— Texto de lectura —
Con cierta frecuencia llegaban visitantes para ayudar con enseñanza bíblica al grupo que se estaba formando. Estas reuniones se celebraban en nuestra casa. Así, un día, llegó un equipo de siervos de Dios, y entre ellos un ex-sacerdote. Era Luis Forero de Bolivia – en su primer itinerario misionero. Otros itinerarios le traían de nuevo. Por ahí empezó a parecernos a los dos que, tal vez, Dios estuviera preparándonos el uno para el otro. Buscando en la oración cuál fuera ese plan divino y esa voluntad para nuestras vidas, llegamos a una seguridad. Fue así que, finalmente, llegó el día de nuestra boda, el 14 de julio de 1951.
El principal deseo de nuestros corazones era el de juntos servir a nuestro Señor, y a tiempo completo. Dios así lo permitió y, por muchos años, Paraguay nos vio desplazándonos a pie por sus caminos de tierra a cualquier cantidad de casitas de campo, aldeas y pueblos, o, a veces, íbamos montados en burro, en carrete de buey, o en camión. También viajábamos por río en algún tipo de embarcación, incluso volamos en avioneta. Cualquier modo de movernos nos venía bien. Con frecuencia peligraban nuestras vidas. Pero en nuestras necesidades aprendíamos a confiar en Dios, y a tener la seguridad de que Él nunca falla y siempre “llega” a tiempo.

— Tareas obligatorias —
(a) Según el texto de lectura, ¿en qué fecha se celebró la boda?
(b) Prosigue el texto de lectura sobre el servicio misionero en Paraguay a partir de su última oración.

— Registros proporcionados —
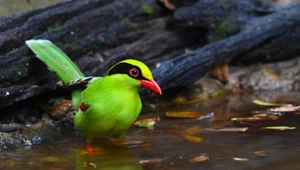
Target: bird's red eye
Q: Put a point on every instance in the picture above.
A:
(134, 72)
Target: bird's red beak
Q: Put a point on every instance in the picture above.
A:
(152, 85)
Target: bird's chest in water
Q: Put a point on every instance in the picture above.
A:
(111, 117)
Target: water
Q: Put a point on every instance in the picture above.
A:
(167, 143)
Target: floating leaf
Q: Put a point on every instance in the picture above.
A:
(262, 103)
(259, 154)
(257, 117)
(132, 142)
(184, 114)
(279, 128)
(207, 116)
(199, 159)
(194, 139)
(286, 108)
(240, 159)
(151, 161)
(242, 129)
(150, 122)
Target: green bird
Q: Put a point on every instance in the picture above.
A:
(107, 106)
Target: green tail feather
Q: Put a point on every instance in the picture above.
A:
(58, 62)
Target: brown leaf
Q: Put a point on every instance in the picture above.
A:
(151, 161)
(260, 154)
(240, 159)
(199, 159)
(257, 117)
(194, 139)
(183, 114)
(221, 72)
(148, 122)
(233, 129)
(286, 108)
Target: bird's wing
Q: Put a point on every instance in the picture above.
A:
(83, 81)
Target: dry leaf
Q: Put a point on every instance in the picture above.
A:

— Tus respuestas escritas —
(a) El 14 de julio de 1951.

(b)
Dios nos dio cuatro hijos – los entregamos en sus manos tan pronto como nacieron. Nunca fueron obstáculo en la obra del Señor, y Él cumplió su palabra en guardarlos. Me acuerdo de cierta ocasión cuando perdimos un tren. Sólo después nos enteramos de que en nuestro destino una turba había estado esperando para apedrearnos a la llegada. Luis, más que yo, estaba familiarizado con las realidades de la persecución. Esto era porque en su testimonio de Cristo no escondía el hecho de ser ex-sacerdote.
Una vez en cierto lugar, mientras Luis estaba predicando, la sala evangélica fue incendiada. Yo estaba allí sentada entre los demás oyentes con los cuatro niños. Apenas pudimos escapar por la valla de un vecino. ¡Pero no sufrimos ni un rasguño!
Cuando llegó el tiempo para que los niños, uno tras otro, fueran a la escuela, nos establecimos en la ciudad de San Salvador de Jujuy en el noroeste de Argentina. El clima de ese lugar tenía que ser bueno para mi condición asmática y, efectivamente, me curé. Con los niños en la escuela, yo no podía seguir acompañando a Luis en sus viajes. Pero abrimos el hogar para reuniones y los frutos de aquella obra local, que glorifican a Dios, todavía son visibles hoy.
Ahora que soy vieja, puedo recordar circunstancias alegres y tristes, tiempos de necesidad y de abundancia, pero todos formaban parte de los planes de nuestro Padre celestial amante. Él no se equivoca nunca, sólo quiere lo mejor para sus hijos.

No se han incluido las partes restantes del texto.